• Kutipan Bacaan:
════════════════════

Senin, 13 Juni 2011

Faktor Penyebab Longsor


Ketika gaya gravitasi lebih besar dari resistensi lereng untuk bertahan, maka terjadilah longsor. Gaya penahan (resisting forces) yang membantu mengontrol kestabilan lereng meliputi kekuatan (strength) dan kohesi (cohession) material lereng, friksi antar butiran dan pendukung eksternal lereng lain. Faktor-faktor kolektif ini disebut sebagai shear strength.
Berlawanan dengan shear strength adalah gaya gravitasi. Gravitasi diberikan secara vertikal, namun memiliki komponen yang paralel terhadap lereng, dan inilah sesungguhnya yang membuat ketidakstabilan (lihat gambar.1). Sudut lereng yang besar memberikan komponen gravitasi yang bekerja menjadi lebih besar pula sehingga berbahaya dan dapat menyebabkan longsor. Sudut kecuraman lereng yang mampu mengontrol dan meniadakan keruntuhan disebut sebagai angle of repose. Pada sudut ini, gaya penahan mampu melakukan perlawanan terhadap gaya gravitasi. Untuk material yang tidak terkonsolidasi, angle of repose berkisar antara 25O – 40O. Untuk lereng yang lebih curam dari 40O biasanya pada batuan padat yang tidak mengalami pelapukan.

════════════════════

• Label titik objek:

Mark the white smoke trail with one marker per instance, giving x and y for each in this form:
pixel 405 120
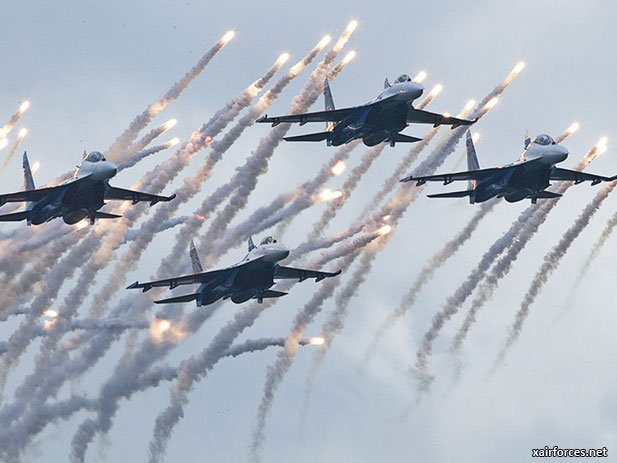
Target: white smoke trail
pixel 190 187
pixel 425 275
pixel 142 120
pixel 551 261
pixel 139 155
pixel 199 365
pixel 101 344
pixel 11 153
pixel 535 217
pixel 593 254
pixel 516 237
pixel 149 352
pixel 219 147
pixel 8 126
pixel 142 143
pixel 246 177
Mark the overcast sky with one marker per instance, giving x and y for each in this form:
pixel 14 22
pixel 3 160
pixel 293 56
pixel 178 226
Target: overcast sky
pixel 89 67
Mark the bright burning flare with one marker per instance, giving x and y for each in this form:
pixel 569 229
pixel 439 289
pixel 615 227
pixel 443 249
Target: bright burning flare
pixel 348 57
pixel 338 168
pixel 352 26
pixel 327 195
pixel 491 103
pixel 420 77
pixel 283 58
pixel 436 90
pixel 227 37
pixel 173 142
pixel 24 106
pixel 170 123
pixel 519 67
pixel 316 341
pixel 325 41
pixel 50 313
pixel 83 223
pixel 385 230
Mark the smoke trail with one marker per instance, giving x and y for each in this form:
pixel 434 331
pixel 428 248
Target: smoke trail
pixel 191 186
pixel 356 174
pixel 105 253
pixel 6 128
pixel 426 274
pixel 139 155
pixel 197 367
pixel 101 344
pixel 516 237
pixel 129 369
pixel 142 120
pixel 145 141
pixel 218 148
pixel 550 263
pixel 536 216
pixel 296 201
pixel 9 156
pixel 593 254
pixel 246 177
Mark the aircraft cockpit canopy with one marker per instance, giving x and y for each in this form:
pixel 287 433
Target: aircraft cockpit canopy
pixel 267 240
pixel 95 156
pixel 544 140
pixel 402 78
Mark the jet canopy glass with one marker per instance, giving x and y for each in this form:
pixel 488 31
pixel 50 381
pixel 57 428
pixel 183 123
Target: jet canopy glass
pixel 402 78
pixel 95 156
pixel 544 140
pixel 268 240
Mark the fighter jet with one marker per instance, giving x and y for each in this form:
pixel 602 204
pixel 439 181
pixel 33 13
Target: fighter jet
pixel 79 197
pixel 251 278
pixel 377 121
pixel 526 178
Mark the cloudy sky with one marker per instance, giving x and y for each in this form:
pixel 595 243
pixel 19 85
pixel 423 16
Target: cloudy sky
pixel 90 68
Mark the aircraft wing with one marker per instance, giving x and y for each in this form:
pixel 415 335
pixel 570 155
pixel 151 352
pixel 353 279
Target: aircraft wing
pixel 480 174
pixel 577 176
pixel 121 194
pixel 427 117
pixel 204 277
pixel 39 193
pixel 301 274
pixel 335 115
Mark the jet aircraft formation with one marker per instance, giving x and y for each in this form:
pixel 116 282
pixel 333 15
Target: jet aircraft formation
pixel 380 120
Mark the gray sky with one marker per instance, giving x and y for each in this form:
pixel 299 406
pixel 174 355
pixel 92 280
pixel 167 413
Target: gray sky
pixel 89 67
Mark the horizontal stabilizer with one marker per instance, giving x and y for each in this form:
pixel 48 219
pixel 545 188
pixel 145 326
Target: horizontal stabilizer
pixel 402 138
pixel 547 195
pixel 105 215
pixel 452 194
pixel 185 298
pixel 15 217
pixel 319 136
pixel 270 293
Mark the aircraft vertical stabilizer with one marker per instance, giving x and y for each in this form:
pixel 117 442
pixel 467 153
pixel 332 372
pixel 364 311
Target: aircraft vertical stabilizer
pixel 195 262
pixel 472 162
pixel 329 104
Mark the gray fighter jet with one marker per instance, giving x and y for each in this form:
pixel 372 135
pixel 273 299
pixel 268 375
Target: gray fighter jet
pixel 377 121
pixel 80 197
pixel 526 178
pixel 251 278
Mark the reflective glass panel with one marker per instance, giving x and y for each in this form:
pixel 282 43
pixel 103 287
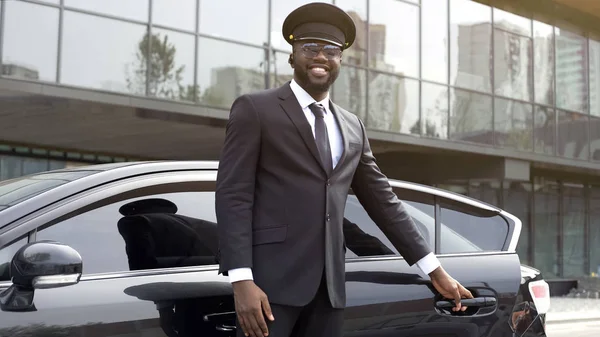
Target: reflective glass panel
pixel 393 104
pixel 511 22
pixel 130 9
pixel 471 117
pixel 393 37
pixel 223 75
pixel 572 135
pixel 357 53
pixel 171 67
pixel 349 90
pixel 434 110
pixel 513 124
pixel 181 14
pixel 571 71
pixel 574 219
pixel 543 51
pixel 513 64
pixel 546 205
pixel 30 41
pixel 594 237
pixel 434 40
pixel 595 138
pixel 102 53
pixel 240 20
pixel 280 10
pixel 470 45
pixel 544 130
pixel 594 77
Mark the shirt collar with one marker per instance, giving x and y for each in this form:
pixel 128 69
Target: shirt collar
pixel 305 99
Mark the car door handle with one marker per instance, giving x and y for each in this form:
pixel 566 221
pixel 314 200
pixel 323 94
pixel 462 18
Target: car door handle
pixel 225 327
pixel 469 302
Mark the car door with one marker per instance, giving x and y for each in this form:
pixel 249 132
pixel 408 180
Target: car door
pixel 148 251
pixel 387 297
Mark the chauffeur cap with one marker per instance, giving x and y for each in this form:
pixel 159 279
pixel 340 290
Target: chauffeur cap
pixel 320 21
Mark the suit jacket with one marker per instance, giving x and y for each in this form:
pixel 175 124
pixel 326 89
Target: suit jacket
pixel 279 213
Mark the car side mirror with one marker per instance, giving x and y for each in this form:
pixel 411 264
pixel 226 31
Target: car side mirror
pixel 40 265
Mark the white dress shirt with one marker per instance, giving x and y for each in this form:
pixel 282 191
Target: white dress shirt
pixel 427 264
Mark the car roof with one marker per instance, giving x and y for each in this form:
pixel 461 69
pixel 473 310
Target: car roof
pixel 100 174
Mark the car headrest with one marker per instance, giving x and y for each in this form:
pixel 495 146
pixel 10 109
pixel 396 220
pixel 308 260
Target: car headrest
pixel 153 205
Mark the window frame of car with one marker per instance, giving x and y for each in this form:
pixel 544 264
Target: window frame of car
pixel 132 187
pixel 439 198
pixel 206 179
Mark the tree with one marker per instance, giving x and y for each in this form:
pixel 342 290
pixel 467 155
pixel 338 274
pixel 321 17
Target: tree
pixel 164 76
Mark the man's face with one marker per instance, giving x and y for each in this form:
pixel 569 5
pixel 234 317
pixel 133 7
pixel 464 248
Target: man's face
pixel 316 65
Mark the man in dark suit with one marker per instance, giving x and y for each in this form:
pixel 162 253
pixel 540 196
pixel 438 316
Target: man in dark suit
pixel 289 158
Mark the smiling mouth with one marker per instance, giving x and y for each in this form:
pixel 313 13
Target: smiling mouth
pixel 318 70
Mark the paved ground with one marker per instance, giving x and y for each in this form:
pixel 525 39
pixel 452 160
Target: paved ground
pixel 565 309
pixel 578 329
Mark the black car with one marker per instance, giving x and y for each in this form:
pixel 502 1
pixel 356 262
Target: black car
pixel 130 249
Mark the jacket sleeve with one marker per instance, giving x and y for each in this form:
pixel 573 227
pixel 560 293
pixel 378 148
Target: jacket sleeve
pixel 234 197
pixel 375 194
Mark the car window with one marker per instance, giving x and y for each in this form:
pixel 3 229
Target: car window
pixel 464 228
pixel 149 232
pixel 18 190
pixel 470 229
pixel 364 238
pixel 6 255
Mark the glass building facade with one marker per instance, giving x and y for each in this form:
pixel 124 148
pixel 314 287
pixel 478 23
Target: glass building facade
pixel 456 71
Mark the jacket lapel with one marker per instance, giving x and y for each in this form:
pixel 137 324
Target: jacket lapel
pixel 292 108
pixel 341 122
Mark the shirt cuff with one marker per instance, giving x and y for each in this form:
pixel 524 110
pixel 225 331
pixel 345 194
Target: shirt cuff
pixel 428 263
pixel 240 274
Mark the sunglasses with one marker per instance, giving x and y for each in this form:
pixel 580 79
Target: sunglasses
pixel 311 50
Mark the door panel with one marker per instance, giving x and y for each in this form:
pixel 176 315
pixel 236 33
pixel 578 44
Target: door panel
pixel 386 297
pixel 148 306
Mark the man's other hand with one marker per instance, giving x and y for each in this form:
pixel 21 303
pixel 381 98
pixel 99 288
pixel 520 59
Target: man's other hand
pixel 449 288
pixel 250 302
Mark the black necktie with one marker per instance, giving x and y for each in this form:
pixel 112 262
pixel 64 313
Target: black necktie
pixel 321 136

════════════════════

• Tugas: Ringkas teks tentang faktor penyebab longsor dalam dua kalimat.

• Jawaban: Longsor terjadi ketika gaya gravitasi lebih besar daripada shear strength, yaitu gabungan gaya penahan lereng berupa kekuatan dan kohesi material, friksi antarbutiran, serta pendukung eksternal. Komponen gravitasi yang paralel terhadap lereng menimbulkan ketidakstabilan dan makin besar pada sudut lereng yang besar, sedangkan sudut kecuraman tempat gaya penahan mampu melawan gravitasi disebut angle of repose.